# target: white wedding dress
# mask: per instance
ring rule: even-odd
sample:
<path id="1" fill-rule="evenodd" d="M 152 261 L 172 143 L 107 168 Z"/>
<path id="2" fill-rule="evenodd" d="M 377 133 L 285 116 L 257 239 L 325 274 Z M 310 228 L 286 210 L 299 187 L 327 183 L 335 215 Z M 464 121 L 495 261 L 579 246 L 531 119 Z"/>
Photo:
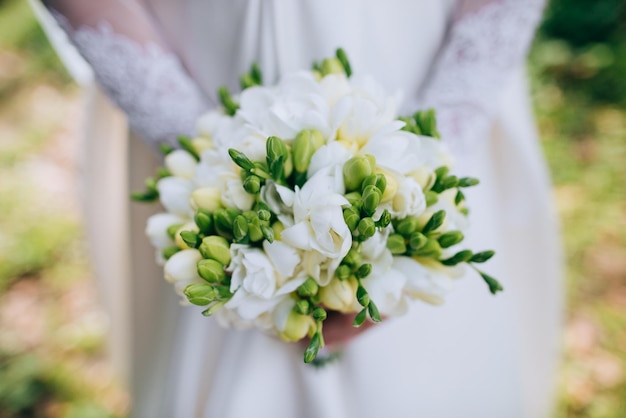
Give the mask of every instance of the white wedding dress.
<path id="1" fill-rule="evenodd" d="M 468 197 L 469 243 L 497 250 L 485 269 L 505 287 L 491 296 L 468 273 L 445 305 L 416 302 L 408 315 L 366 332 L 323 369 L 304 365 L 299 345 L 221 329 L 194 307 L 180 307 L 155 266 L 142 234 L 153 209 L 127 200 L 152 174 L 155 154 L 127 140 L 124 119 L 95 92 L 86 125 L 87 227 L 111 317 L 113 357 L 131 382 L 133 416 L 549 416 L 561 260 L 523 74 L 542 1 L 58 0 L 49 6 L 147 144 L 192 132 L 198 114 L 215 106 L 217 88 L 236 91 L 252 61 L 273 82 L 343 47 L 356 72 L 404 91 L 406 113 L 437 108 L 458 171 L 482 181 Z"/>

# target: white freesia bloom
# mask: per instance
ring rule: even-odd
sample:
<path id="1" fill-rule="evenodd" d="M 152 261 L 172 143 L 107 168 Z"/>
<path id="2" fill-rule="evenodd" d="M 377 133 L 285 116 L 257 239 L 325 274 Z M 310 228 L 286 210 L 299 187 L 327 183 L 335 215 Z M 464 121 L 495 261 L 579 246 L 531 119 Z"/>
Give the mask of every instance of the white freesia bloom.
<path id="1" fill-rule="evenodd" d="M 174 245 L 174 241 L 167 233 L 167 228 L 172 225 L 182 225 L 188 222 L 188 218 L 183 218 L 173 213 L 157 213 L 148 218 L 146 224 L 146 235 L 152 245 L 157 249 L 163 249 Z"/>
<path id="2" fill-rule="evenodd" d="M 283 224 L 291 226 L 291 218 L 285 219 L 285 215 L 293 213 L 292 206 L 295 199 L 295 192 L 288 187 L 276 184 L 273 181 L 265 182 L 261 188 L 261 200 L 267 204 L 272 212 L 278 215 Z"/>
<path id="3" fill-rule="evenodd" d="M 174 150 L 165 156 L 165 167 L 176 177 L 192 178 L 197 165 L 196 159 L 182 149 Z"/>
<path id="4" fill-rule="evenodd" d="M 284 298 L 288 298 L 305 280 L 292 277 L 300 257 L 293 248 L 280 242 L 265 241 L 264 251 L 247 245 L 231 245 L 231 292 L 235 295 L 225 305 L 237 311 L 246 321 L 271 312 Z"/>
<path id="5" fill-rule="evenodd" d="M 182 250 L 170 257 L 165 263 L 165 280 L 174 285 L 176 293 L 183 296 L 185 288 L 193 283 L 205 283 L 198 275 L 198 261 L 202 260 L 202 254 L 196 249 Z"/>
<path id="6" fill-rule="evenodd" d="M 344 219 L 342 205 L 343 174 L 340 167 L 317 172 L 302 187 L 296 188 L 293 204 L 295 224 L 281 233 L 281 239 L 294 248 L 317 251 L 342 259 L 352 245 L 352 234 Z"/>
<path id="7" fill-rule="evenodd" d="M 353 154 L 338 142 L 331 142 L 328 145 L 320 147 L 313 156 L 309 163 L 309 169 L 307 176 L 313 177 L 318 171 L 327 167 L 334 167 L 340 165 L 343 167 L 346 161 L 353 157 Z"/>
<path id="8" fill-rule="evenodd" d="M 242 211 L 252 209 L 254 196 L 244 190 L 241 176 L 223 172 L 218 178 L 218 184 L 224 206 Z"/>
<path id="9" fill-rule="evenodd" d="M 191 217 L 193 211 L 189 205 L 189 198 L 193 192 L 191 180 L 181 177 L 165 177 L 157 183 L 161 204 L 168 212 L 178 216 Z"/>
<path id="10" fill-rule="evenodd" d="M 428 263 L 426 260 L 418 262 L 410 257 L 394 257 L 393 269 L 404 275 L 404 292 L 407 295 L 433 305 L 444 302 L 445 296 L 452 289 L 452 277 L 458 274 L 457 269 L 448 269 L 439 263 Z"/>
<path id="11" fill-rule="evenodd" d="M 304 129 L 330 134 L 330 109 L 310 72 L 284 77 L 276 87 L 251 87 L 241 93 L 238 116 L 261 136 L 294 138 Z"/>
<path id="12" fill-rule="evenodd" d="M 411 177 L 400 177 L 398 190 L 391 199 L 389 212 L 395 218 L 419 216 L 426 210 L 426 197 L 422 186 Z"/>

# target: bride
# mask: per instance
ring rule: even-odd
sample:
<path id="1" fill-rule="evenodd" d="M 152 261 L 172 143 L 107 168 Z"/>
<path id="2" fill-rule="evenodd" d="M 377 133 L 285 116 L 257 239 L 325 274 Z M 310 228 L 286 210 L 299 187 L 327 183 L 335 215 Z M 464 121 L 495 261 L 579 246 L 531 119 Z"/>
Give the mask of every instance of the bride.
# # # # # # #
## Instructions for the task
Every line containing the word "target" must be copied from the material above.

## Answer to the problem
# target: white wedding dress
# target: white freesia bloom
# target: bride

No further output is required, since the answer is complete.